WHAT YOU NEED TO DO
When copying the data, keep every line exactly the same.

SOURCE MATERIAL
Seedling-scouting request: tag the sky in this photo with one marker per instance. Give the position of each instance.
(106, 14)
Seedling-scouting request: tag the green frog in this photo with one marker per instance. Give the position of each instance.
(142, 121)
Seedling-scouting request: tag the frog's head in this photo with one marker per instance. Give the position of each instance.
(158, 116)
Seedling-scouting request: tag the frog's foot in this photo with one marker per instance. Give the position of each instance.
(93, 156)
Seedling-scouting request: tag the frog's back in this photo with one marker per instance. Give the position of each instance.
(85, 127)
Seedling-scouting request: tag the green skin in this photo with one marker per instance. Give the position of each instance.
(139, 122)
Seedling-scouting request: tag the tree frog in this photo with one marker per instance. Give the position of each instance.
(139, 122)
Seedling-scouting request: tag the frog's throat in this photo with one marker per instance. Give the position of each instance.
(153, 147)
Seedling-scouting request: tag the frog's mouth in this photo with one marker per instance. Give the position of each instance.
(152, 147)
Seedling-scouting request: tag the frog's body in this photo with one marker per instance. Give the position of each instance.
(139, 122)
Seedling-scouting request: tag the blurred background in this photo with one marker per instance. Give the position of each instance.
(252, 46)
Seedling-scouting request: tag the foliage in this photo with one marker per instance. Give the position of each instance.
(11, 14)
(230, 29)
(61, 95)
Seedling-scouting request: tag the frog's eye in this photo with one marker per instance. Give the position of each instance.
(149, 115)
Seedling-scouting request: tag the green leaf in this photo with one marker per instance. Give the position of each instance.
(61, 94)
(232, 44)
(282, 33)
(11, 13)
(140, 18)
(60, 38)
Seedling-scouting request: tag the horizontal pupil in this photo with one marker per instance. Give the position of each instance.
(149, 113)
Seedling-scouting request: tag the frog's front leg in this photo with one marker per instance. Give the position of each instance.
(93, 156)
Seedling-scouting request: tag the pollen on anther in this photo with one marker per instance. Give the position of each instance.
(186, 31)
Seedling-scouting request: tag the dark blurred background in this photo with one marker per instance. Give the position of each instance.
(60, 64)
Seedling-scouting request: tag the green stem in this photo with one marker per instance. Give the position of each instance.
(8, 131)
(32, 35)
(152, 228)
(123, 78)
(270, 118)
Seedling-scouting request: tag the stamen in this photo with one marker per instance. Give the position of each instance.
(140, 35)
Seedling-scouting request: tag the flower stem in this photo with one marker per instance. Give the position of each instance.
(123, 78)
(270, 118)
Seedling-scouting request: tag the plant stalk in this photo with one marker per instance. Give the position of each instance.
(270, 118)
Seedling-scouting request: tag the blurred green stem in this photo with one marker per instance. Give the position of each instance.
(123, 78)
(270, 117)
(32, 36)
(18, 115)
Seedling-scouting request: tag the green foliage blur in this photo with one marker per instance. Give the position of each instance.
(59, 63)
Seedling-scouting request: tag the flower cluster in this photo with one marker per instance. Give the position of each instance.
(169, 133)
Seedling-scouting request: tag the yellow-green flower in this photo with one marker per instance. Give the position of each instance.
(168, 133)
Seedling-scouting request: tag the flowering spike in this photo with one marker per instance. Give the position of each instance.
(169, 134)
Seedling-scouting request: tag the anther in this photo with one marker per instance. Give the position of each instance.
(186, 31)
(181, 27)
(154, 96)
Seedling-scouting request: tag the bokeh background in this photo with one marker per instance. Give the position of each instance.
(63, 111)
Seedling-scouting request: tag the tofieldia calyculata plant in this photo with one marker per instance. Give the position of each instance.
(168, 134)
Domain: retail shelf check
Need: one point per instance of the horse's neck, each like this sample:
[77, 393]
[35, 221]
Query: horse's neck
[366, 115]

EXERCISE RESULT
Seedling-scouting request: tag the sky in this photo with one marker per instance. Give the position of each instance.
(106, 14)
Seedling-scouting request: tag the green frog in this photo with one marker per instance. Give the position of each instance.
(142, 121)
Seedling-scouting request: tag the frog's head in this photo with one marker per instance. Give the position of each instance.
(158, 116)
Seedling-scouting request: tag the frog's foot in this photo with one marker per instance. Give the position of each instance.
(93, 156)
Seedling-scouting request: tag the frog's back in this photo with one marker per instance. Give the position of each instance.
(85, 127)
Seedling-scouting request: tag the green skin in this photo with one marker per instance. Give the position of each instance.
(139, 122)
Seedling-scouting request: tag the tree frog in this photo with one marker per instance. Give the position of each instance.
(139, 122)
Seedling-scouting request: tag the frog's throat in this photo with one marker per instance. Give the position of each instance.
(153, 147)
Seedling-scouting request: tag the frog's mouth in this photo with one marker per instance. Give the position of each instance.
(152, 147)
Seedling-scouting request: tag the frog's body in this photo with one marker per instance. Give the position of each instance.
(139, 122)
Seedling-scouting request: tag the blurred background in this photo with one marker per instance. Give the position of each instance.
(252, 46)
Seedling-scouting request: tag the foliage in this photo with one marker per instance. Give the position of each instance.
(11, 14)
(230, 29)
(61, 95)
Seedling-scouting request: tag the frog's eye in this photo with one marker per instance. Give the position of each instance.
(149, 115)
Seedling-scouting request: tag the green leaf in this photo with one marker per instance. Give the position of each instance.
(61, 94)
(232, 44)
(282, 33)
(11, 13)
(140, 18)
(60, 38)
Seedling-scouting request: tag the horizontal pupil in this photo with one marker per instance. Give the position of each instance.
(149, 113)
Seedling-scouting request: tag the frog's front leg in this photo with one marker per instance. Give the position of each instance.
(93, 156)
Seedling-scouting request: tag the pollen on anther in this photo with one marker per instance. Give the position of each instance.
(186, 31)
Seedling-scouting request: tag the dark blurred background in this photo with one marker per instance. Give the position of each instance.
(60, 64)
Seedling-scouting request: tag the green stem in this photo with one marker per instance. Give the position of each instance.
(8, 131)
(32, 35)
(152, 228)
(123, 78)
(270, 118)
Seedling-scouting request: tag the stamen in this photo with one marker per instance. Give the position of each instance.
(140, 35)
Seedling-scouting request: tag the flower stem in this photo with one marker per instance. Give the position of each instance.
(123, 78)
(270, 118)
Seedling-scouting request: tag the plant stalk in this photo with one marker per instance. Give the position of each instance.
(270, 118)
Seedling-scouting request: tag the blurred green stem in this photo with one marker per instance. Give the position of each instance.
(123, 78)
(270, 117)
(32, 36)
(18, 115)
Seedling-scouting request: tag the green foliage blur in this photo with one marker per instance. Give the position of each instance.
(59, 63)
Seedling-scouting request: tag the flower cluster in this photo with one marker per instance. Give the position of each instance.
(169, 133)
Seedling-scouting request: tag the yellow-green flower in this photo with one marker per instance. Give the position of each instance.
(168, 133)
Seedling-scouting request: tag the flowering spike in this photo with one marker per instance. Give the position of each instance.
(169, 134)
Seedling-scouting request: tag the anther in this photo with one marker per instance. Give the position of each instance.
(186, 31)
(181, 27)
(154, 96)
Seedling-scouting request: tag the bokeh background in this photo with one marker per instance. Give the position of each instance.
(63, 111)
Seedling-scouting request: tag the tofieldia calyculata plant in this photo with one marker per instance. Give the position of each instance.
(168, 134)
Domain: retail shelf check
Need: one point per instance of the horse's neck, each like this sample:
[77, 393]
[35, 221]
Query: horse's neck
[366, 115]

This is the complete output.